» Document text
"""

The EUPE paper evaluates its backbone exclusively through minimal decoders, linear probes, kNN, and training-free matching, so that downstream performance can be attributed to the learned features rather than to the capacity of the head. The paper's three evaluation domains are image understanding, dense prediction, and vision-language modeling; detection is not among them. The same frozen-backbone protocol applies: the detection head is trained on COCO 2017 train (117,266 images) at 768-pixel input while the backbone weights remain fixed.

Evaluation on COCO val2017 (5,000 images) with the standard pycocotools protocol:

Metric	Hard NMS	Soft NMS
mAP@[0.5:0.95]	42.64	42.71
mAP@0.50	65.70	65.67
mAP@0.75	45.10	45.29
mAP (small objects)	22.3	22.3
mAP (medium)	48.3	48.4
mAP (large)	62.9	63.1

The full lineage of the cofiber-based detection head, including the analytical closed-form, evolved-circuit, dim-sweep, and person-specialist variants and the recipe ablations that took the same architecture from 24.6 to 42.64 mAP, lives in phanerozoic/cofiber-detection.

Cross-domain transfer behavior on a 20-domain Roboflow 100 VL subset is recorded in rf100vl_zero_shot_cross_domain_eval.json: class-agnostic AR@100 averages 0.289 across the 20 domains, with the per-domain breakdown stored in the same file.

"""

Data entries
"""

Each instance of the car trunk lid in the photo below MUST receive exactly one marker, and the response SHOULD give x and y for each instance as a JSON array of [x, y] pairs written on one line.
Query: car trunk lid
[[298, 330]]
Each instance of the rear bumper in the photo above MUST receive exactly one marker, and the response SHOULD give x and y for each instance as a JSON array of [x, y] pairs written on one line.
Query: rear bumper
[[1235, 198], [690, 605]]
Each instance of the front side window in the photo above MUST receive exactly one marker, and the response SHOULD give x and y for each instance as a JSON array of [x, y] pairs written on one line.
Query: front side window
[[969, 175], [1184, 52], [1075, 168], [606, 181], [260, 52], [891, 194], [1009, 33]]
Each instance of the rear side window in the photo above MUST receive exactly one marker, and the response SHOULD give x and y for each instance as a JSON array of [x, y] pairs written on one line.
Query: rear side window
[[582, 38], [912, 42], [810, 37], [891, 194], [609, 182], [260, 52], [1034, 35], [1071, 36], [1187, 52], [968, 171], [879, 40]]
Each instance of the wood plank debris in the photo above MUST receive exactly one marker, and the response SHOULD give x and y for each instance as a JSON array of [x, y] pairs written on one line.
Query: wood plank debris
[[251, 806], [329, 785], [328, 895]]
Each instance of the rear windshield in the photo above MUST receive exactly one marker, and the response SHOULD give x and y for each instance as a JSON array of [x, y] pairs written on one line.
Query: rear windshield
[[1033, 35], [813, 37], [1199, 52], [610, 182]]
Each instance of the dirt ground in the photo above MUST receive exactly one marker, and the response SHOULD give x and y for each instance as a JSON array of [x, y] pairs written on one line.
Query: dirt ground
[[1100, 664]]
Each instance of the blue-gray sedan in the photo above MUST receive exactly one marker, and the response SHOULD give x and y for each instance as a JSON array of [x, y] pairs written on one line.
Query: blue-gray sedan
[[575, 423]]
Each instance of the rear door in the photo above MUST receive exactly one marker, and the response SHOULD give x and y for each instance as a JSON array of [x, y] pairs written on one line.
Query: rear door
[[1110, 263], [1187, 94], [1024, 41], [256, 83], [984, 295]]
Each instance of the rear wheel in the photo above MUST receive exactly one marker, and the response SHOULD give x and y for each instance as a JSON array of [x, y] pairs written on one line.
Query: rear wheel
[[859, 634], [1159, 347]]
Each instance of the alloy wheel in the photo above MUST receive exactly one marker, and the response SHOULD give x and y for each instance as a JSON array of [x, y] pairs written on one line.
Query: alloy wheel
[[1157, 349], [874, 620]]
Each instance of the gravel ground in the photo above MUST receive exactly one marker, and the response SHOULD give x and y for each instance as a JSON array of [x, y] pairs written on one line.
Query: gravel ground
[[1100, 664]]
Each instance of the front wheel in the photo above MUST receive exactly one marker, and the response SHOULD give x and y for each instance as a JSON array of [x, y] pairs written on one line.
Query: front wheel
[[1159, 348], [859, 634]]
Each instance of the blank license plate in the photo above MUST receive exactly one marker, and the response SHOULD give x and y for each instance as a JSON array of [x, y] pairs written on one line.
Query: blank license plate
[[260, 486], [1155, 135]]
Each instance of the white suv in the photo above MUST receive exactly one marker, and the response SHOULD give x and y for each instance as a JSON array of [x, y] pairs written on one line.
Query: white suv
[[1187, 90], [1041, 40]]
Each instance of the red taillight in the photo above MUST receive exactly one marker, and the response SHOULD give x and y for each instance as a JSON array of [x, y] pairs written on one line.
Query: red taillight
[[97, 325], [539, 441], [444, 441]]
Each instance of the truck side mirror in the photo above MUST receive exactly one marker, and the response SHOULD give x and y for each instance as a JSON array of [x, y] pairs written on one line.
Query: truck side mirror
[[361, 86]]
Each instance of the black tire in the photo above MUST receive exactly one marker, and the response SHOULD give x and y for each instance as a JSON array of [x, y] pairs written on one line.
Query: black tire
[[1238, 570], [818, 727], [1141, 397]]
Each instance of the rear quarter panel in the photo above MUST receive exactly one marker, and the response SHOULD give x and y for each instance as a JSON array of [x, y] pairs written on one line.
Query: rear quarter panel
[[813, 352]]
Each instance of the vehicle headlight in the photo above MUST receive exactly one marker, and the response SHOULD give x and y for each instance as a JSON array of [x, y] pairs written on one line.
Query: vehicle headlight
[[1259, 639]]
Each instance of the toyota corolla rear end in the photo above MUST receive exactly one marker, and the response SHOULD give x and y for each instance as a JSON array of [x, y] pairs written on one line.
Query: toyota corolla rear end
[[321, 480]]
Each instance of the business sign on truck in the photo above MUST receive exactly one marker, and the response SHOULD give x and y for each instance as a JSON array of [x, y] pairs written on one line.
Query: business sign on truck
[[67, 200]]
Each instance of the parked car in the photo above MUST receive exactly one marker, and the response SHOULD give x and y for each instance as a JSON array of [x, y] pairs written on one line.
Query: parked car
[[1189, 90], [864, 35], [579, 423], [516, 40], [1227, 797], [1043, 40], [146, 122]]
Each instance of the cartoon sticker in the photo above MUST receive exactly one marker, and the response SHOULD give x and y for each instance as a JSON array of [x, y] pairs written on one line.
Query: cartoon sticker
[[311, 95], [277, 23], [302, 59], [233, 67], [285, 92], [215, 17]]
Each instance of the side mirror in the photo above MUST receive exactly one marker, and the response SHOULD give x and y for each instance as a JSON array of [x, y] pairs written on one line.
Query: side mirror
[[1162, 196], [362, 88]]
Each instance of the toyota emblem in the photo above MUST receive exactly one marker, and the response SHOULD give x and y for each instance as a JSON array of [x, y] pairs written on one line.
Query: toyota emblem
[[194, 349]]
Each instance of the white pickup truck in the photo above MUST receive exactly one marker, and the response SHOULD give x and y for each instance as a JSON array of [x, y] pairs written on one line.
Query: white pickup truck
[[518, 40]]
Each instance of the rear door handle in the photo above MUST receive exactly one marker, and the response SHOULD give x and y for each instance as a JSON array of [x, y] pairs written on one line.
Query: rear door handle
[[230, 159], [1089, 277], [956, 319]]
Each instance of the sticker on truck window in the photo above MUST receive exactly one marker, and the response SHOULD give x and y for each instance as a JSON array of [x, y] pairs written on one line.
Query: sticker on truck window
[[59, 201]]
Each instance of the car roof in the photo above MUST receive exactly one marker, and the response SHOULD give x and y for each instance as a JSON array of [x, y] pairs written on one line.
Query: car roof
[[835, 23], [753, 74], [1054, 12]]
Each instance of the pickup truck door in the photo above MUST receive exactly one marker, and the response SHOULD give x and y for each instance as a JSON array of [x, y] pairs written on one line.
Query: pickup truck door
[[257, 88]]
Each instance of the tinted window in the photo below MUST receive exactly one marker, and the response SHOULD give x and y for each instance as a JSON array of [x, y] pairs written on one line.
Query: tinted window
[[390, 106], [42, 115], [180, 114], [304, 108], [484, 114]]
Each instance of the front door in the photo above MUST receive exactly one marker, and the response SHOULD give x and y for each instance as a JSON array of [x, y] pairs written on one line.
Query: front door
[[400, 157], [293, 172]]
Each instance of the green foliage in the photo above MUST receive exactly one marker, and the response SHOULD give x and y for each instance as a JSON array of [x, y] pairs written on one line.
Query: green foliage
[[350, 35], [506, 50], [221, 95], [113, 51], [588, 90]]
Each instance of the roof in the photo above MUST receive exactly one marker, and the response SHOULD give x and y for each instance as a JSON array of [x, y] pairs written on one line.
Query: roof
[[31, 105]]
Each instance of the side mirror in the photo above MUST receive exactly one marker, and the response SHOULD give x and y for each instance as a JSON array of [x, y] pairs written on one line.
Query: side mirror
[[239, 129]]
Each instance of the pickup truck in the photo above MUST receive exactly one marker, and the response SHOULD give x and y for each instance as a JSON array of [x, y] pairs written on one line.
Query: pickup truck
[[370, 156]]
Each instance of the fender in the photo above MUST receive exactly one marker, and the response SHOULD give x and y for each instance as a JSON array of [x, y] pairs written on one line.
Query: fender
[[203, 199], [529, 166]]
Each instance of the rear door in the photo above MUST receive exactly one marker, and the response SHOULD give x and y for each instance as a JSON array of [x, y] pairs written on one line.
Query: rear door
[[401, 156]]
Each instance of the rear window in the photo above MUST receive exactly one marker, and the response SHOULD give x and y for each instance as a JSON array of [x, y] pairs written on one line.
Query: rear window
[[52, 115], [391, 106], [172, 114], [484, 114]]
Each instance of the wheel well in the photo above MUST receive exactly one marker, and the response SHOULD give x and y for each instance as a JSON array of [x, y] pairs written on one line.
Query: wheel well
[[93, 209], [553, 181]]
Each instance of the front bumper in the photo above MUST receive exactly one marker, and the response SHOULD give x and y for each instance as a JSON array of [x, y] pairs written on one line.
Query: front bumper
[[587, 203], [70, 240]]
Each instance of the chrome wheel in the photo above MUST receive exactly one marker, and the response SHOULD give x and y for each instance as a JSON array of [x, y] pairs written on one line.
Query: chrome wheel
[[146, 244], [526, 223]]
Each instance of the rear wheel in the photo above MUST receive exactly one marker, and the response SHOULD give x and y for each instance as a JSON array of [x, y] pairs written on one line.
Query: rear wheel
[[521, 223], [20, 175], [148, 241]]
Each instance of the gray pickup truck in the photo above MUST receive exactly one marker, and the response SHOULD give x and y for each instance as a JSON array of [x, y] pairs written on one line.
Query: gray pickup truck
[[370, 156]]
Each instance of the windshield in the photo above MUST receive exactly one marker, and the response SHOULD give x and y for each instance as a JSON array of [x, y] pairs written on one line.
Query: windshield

"""

» Written task 1
In the detection evaluation text, how many images from COCO 2017 train are used to train the detection head?
» Written task 2
Print the detection evaluation text from "Evaluation on COCO" up to and including "lives in phanerozoic/cofiber-detection.".

» Final answer 1
117,266 images

» Final answer 2
Evaluation on COCO val2017 (5,000 images) with the standard pycocotools protocol:

Metric	Hard NMS	Soft NMS
mAP@[0.5:0.95]	42.64	42.71
mAP@0.50	65.70	65.67
mAP@0.75	45.10	45.29
mAP (small objects)	22.3	22.3
mAP (medium)	48.3	48.4
mAP (large)	62.9	63.1

The full lineage of the cofiber-based detection head, including the analytical closed-form, evolved-circuit, dim-sweep, and person-specialist variants and the recipe ablations that took the same architecture from 24.6 to 42.64 mAP, lives in phanerozoic/cofiber-detection.